Reproduce the stretch of the records from the very start through the line containing "# inside = enclosed", with both ends included.

Entries from a dataset:

----------

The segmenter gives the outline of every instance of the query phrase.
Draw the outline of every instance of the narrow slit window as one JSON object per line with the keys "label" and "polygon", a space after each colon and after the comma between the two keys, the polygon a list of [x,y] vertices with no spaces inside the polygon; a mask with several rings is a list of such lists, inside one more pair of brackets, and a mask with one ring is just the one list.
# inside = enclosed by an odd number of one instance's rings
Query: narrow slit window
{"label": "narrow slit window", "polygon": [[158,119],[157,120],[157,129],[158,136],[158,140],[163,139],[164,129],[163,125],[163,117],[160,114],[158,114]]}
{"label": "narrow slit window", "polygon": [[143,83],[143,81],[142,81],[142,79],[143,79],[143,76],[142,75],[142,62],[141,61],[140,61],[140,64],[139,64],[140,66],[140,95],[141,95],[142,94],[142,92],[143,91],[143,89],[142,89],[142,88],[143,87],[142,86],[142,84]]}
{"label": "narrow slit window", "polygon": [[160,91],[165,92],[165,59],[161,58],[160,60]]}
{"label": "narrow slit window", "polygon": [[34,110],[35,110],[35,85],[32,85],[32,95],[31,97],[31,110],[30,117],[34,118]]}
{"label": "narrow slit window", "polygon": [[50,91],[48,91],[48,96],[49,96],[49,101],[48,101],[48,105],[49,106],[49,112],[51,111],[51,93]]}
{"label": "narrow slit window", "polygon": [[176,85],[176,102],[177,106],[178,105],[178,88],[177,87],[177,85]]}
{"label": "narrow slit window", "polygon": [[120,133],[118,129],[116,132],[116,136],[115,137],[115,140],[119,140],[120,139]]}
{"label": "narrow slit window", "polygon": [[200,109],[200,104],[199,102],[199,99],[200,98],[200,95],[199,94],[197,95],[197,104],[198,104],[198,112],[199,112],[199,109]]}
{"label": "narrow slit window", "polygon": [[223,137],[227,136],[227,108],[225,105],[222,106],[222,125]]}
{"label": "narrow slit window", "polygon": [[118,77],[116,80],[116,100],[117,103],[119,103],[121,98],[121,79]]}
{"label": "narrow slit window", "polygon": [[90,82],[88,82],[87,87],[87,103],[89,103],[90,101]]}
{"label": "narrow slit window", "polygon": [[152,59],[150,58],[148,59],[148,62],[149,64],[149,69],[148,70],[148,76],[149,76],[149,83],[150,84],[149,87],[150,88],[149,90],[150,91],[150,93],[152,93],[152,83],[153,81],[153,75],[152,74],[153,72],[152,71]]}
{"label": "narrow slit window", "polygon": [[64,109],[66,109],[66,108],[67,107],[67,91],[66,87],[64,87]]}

----------

TASK SOLUTION:
The segmenter gives the outline of every instance of the query phrase.
Draw the outline of every instance of the narrow slit window as one JSON object per line with the keys "label" and "polygon", a space after each colon and after the comma between the two keys, the polygon a list of [x,y] vertices with no spaces inside the polygon; a mask with several rings is a list of such lists, inside one more pair of brackets, and a mask with one ring is just the one list.
# inside = enclosed by an odd number of one instance's rings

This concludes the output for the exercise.